### CONJUNTO DE TAREAS
1) Enumere todas las expresiones que el fragmento sobre la seguridad de Sheinbaum cita entre comillas angulares («»).
2) Reproduzca literalmente, dentro de las entradas de señalamiento y etiquetado, todo lo que va desde la línea que contiene «Every instance gets one point. Tag the dark tunnel» hasta el final de dichas entradas, ambos extremos incluidos.

### FRAGMENTO PROPORCIONADO
-=-=-=-=-
Sí, el sujeto fue detenido y remitido a la Fiscalía de Delitos Sexuales por abuso sexual flagrante. Sí, Sheinbaum presentó denuncia y lo usó para lanzar una campaña nacional contra el acoso callejero.
Pero el fondo del asunto no es el borracho ni el machismo estructural, que existe y duele, sino la imprudencia deliberada de una jefa de Estado que, por demostrar que «no está lejos de la gente», expuso su integridad y, peor aún, la estabilidad de todo un país.
Morena eliminó el Estado Mayor Presidencial en 2018, ese «aparato represivo» que protegía al Ejecutivo con miles de elementos entrenados. En su lugar, quedó la Dirección General de Ayudantía: un puñado de civiles que, en el video, parecen más fotógrafos que guardaespaldas. Sheinbaum lo defiende: «No podemos estar lejos de la gente, eso sería negar de dónde venimos».
-=-=-=-=-
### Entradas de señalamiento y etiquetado
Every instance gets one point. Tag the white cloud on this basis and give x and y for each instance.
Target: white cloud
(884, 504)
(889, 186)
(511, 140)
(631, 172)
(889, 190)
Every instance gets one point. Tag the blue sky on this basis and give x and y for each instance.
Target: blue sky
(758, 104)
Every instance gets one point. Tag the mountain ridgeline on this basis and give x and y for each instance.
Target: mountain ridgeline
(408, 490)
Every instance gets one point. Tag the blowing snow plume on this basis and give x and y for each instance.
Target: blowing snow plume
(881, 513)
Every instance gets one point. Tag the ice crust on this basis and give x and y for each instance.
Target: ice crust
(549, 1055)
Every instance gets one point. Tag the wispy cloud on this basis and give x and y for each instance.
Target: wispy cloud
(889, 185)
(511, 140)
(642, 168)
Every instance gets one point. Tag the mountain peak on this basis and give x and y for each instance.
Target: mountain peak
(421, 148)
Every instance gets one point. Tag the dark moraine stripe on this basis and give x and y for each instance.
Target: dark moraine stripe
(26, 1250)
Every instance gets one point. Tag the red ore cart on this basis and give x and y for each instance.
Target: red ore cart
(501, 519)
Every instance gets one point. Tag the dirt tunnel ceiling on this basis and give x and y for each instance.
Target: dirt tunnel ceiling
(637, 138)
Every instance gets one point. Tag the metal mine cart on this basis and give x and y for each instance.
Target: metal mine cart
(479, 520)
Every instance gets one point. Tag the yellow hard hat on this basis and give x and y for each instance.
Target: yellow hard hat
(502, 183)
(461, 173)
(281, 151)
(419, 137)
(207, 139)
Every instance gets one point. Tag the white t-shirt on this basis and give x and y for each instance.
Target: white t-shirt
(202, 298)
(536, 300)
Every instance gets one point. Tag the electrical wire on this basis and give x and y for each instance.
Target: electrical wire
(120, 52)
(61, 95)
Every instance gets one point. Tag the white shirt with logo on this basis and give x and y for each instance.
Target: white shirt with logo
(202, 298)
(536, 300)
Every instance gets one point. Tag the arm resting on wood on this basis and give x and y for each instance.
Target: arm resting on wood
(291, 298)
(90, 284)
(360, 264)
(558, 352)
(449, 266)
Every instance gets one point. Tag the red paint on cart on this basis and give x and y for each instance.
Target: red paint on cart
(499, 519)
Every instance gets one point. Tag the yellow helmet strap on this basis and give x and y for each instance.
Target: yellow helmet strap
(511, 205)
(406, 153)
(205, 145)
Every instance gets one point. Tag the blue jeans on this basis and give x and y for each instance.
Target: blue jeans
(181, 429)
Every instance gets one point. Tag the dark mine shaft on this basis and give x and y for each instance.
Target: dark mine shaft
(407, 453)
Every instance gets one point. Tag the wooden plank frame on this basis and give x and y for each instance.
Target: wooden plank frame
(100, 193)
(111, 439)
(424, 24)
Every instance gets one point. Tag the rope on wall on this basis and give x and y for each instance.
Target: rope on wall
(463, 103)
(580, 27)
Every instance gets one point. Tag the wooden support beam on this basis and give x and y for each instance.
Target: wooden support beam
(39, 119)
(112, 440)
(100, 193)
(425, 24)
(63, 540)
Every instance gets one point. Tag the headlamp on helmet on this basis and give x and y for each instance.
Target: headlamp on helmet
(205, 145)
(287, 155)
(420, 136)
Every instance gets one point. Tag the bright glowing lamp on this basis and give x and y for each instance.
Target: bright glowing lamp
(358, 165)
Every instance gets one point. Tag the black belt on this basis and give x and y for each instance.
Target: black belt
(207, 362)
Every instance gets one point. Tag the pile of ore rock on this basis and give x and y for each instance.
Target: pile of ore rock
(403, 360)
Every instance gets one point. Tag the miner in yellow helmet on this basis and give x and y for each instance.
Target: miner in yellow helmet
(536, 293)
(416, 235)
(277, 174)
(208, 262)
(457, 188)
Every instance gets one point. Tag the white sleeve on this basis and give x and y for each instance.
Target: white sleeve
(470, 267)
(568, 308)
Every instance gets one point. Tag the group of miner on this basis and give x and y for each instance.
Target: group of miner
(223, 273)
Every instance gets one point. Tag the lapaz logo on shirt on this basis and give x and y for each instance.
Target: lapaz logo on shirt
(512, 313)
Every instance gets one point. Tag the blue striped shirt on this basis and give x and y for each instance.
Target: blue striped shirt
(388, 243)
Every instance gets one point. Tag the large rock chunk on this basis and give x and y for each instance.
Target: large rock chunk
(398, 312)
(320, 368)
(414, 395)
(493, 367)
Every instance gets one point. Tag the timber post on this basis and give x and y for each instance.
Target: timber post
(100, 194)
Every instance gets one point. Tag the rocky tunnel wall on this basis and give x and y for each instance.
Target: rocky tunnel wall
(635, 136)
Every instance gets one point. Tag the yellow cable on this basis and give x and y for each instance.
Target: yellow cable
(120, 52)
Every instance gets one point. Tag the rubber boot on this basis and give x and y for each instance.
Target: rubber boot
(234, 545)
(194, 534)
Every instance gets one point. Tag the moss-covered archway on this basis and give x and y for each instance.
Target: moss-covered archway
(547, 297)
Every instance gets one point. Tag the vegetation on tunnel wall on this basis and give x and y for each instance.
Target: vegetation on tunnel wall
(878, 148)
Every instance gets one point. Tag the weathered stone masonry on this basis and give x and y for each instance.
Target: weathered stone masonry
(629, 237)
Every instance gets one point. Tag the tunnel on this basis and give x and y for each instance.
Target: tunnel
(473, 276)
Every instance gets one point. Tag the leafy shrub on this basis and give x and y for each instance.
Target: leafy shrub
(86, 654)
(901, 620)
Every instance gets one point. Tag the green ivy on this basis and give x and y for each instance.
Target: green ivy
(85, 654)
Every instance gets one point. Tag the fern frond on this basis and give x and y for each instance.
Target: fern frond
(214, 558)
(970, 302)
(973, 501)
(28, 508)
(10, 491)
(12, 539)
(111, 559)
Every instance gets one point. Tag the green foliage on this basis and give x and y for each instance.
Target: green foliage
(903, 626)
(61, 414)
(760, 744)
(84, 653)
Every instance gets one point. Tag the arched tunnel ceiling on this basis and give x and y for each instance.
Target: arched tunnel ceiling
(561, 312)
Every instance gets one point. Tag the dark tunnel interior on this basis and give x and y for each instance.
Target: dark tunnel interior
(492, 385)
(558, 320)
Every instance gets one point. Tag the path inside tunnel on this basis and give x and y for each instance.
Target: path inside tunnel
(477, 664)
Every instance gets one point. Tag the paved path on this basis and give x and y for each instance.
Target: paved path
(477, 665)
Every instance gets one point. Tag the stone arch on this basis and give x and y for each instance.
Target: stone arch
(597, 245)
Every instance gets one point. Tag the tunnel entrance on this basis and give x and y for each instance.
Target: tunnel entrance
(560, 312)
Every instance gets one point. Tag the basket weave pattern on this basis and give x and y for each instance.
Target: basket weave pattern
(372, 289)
-=-=-=-=-
### RESPUESTAS DEL EJERCICIO
1)
- «no está lejos de la gente»
- «aparato represivo»
- «No podemos estar lejos de la gente, eso sería negar de dónde venimos»

2)
Every instance gets one point. Tag the dark tunnel interior on this basis and give x and y for each instance.
Target: dark tunnel interior
(492, 385)
(558, 320)
Every instance gets one point. Tag the path inside tunnel on this basis and give x and y for each instance.
Target: path inside tunnel
(477, 664)
Every instance gets one point. Tag the paved path on this basis and give x and y for each instance.
Target: paved path
(477, 665)
Every instance gets one point. Tag the stone arch on this basis and give x and y for each instance.
Target: stone arch
(597, 245)
Every instance gets one point. Tag the tunnel entrance on this basis and give x and y for each instance.
Target: tunnel entrance
(560, 312)
Every instance gets one point. Tag the basket weave pattern on this basis and give x and y for each instance.
Target: basket weave pattern
(372, 289)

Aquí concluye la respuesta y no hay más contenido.